[Opening INPUT FOR THIS TASK section]
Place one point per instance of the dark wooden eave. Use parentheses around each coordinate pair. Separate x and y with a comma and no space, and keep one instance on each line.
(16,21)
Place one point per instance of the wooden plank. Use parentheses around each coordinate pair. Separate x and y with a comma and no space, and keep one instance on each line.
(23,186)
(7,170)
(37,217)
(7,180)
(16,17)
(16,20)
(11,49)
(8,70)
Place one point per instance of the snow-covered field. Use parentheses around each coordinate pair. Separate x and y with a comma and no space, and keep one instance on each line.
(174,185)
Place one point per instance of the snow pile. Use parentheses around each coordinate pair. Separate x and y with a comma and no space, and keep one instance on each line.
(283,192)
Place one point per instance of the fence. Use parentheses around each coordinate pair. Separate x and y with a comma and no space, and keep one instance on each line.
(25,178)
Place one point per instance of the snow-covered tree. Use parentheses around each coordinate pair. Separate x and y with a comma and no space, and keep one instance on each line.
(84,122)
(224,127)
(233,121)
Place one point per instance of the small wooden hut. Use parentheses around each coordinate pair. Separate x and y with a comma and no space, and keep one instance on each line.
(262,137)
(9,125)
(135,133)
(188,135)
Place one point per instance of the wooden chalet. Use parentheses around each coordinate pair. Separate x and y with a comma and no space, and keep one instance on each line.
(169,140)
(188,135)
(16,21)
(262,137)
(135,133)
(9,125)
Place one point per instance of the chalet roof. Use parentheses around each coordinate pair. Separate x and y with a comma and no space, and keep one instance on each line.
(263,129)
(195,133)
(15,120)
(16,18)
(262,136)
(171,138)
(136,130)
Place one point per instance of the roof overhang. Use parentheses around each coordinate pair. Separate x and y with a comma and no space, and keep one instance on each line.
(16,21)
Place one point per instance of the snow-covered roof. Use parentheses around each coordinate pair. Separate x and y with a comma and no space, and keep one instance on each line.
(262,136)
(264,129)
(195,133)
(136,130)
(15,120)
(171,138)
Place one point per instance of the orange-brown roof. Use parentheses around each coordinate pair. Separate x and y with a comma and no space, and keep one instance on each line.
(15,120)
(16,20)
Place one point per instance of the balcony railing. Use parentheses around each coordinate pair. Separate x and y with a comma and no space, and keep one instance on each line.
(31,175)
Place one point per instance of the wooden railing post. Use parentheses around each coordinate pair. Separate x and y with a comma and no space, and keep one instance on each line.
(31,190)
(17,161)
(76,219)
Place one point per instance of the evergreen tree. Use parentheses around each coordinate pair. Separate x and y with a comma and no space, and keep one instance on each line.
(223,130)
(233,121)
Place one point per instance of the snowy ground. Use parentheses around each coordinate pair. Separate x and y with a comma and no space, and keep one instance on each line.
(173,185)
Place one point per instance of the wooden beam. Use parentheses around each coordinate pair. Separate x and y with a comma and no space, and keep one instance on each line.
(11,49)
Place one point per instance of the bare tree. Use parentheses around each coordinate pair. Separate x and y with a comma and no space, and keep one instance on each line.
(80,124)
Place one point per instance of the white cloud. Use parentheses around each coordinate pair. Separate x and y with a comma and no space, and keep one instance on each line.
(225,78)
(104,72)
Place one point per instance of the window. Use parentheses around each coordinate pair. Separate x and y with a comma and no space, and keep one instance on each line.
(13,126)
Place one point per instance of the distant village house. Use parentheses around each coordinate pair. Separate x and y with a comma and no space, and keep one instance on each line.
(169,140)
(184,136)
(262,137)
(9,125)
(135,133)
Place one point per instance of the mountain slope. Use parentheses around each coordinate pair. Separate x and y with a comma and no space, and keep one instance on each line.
[Closing INPUT FOR THIS TASK section]
All of the entries must be quoted exactly; please include each one.

OUTPUT BELOW =
Place one point per instance of the dark wooden eave. Use parentheses around each coordinate pair. Separate x and y with a comma and no space, and keep one instance on each line.
(16,21)
Place one point per instance of the wooden plank. Use parentheses around each coordinate pair. Separate x and y with a comma and no space, and keep one instance on each line.
(23,186)
(7,170)
(37,217)
(7,180)
(16,17)
(16,20)
(11,49)
(8,70)
Place one point per instance of the snow-covered field. Use parentheses around each coordinate pair. Separate x and y with a comma and no space, and keep one instance on each line.
(174,185)
Place one point per instance of the snow pile. Use parentheses around each coordinate pair. Separate x and y with a comma and no space, and keep one instance on each line.
(283,192)
Place one point per instance of the fence. Use parentheses around each coordinate pair. Separate x and y with a comma and no space, and keep one instance on each line.
(25,178)
Place one point per instance of the snow-covered tree. Use parentheses around each coordinate pair. Separate x and y with a comma and no space, and keep one instance on each line.
(84,122)
(224,127)
(233,121)
Place one point per instance of the small wooden hut. Use parentheses around each coordinate pair. Separate x and y with a comma and no space, and keep one instance on each line.
(262,137)
(9,125)
(135,133)
(188,135)
Place one point per instance of the wooden chalet. Use parentheses around each coordinate pair. Separate x and y with a comma and no space, and keep one instance on each line.
(169,140)
(188,135)
(16,21)
(262,137)
(135,133)
(9,125)
Place one point per instance of the chalet roof. Use parentheses around each coordinate pair. Separate x and y with a comma and no space, and keep one instance on each line.
(263,129)
(195,133)
(15,120)
(16,18)
(262,136)
(171,138)
(136,130)
Place one point per instance of the roof overhang. Use parentheses around each coordinate pair. Separate x and y with a comma and no space, and keep one instance on each line.
(16,21)
Place one point per instance of the snow-covered roof. Use parentheses around each coordinate pair. Separate x and y with a comma and no space, and keep one instance on each line.
(262,136)
(264,129)
(195,133)
(136,130)
(15,120)
(171,138)
Place one point per instance of the orange-brown roof. Use parentheses around each coordinate pair. Separate x and y with a comma and no space, and keep one instance on each line.
(15,120)
(16,20)
Place one point per instance of the balcony railing. Use parentheses around each coordinate pair. Separate x and y with a comma and no space, and keep one instance on each line.
(31,175)
Place one point per instance of the wooden railing post. Use parentheses around each coordinate pair. Separate x and y with a comma and no space, and keep one instance on each line.
(31,190)
(17,161)
(76,219)
Place one point per instance of the evergreen tree. Use parentheses around each coordinate pair. Separate x and y with a comma and no space, and keep one instance on each line.
(223,130)
(233,121)
Place one point per instance of the snowy ground. Use parentheses around each coordinate pair. Separate x and y with a comma and no space, and keep one instance on each line.
(173,185)
Place one point per instance of the wooden beam. Use parentheses around each coordinate pair. Separate x and y with a comma and no space, and keep one instance on each line.
(11,49)
Place one point per instance of the bare tree. Use parentheses around each coordinate pair. Separate x and y with a comma and no space, and keep one instance on each line.
(80,124)
Place one point per instance of the white cloud. Use parentheses around each coordinate pair. Separate x and y with a comma and no space, and keep one instance on each line.
(225,78)
(104,72)
Place one point per instance of the window. Use parentheses around each coordinate pair. Separate x and y with a comma and no space, and keep one instance on each line.
(13,126)
Place one point per instance of the distant village house. Use parentheses around each coordinate pair. Separate x and y with a comma and no space, and keep one instance on each line.
(169,140)
(184,136)
(262,137)
(9,125)
(135,133)
Place one point per instance of the mountain slope. Use parentheses around each coordinate pair. Separate x and y with a comma and no space, and keep one instance on each line.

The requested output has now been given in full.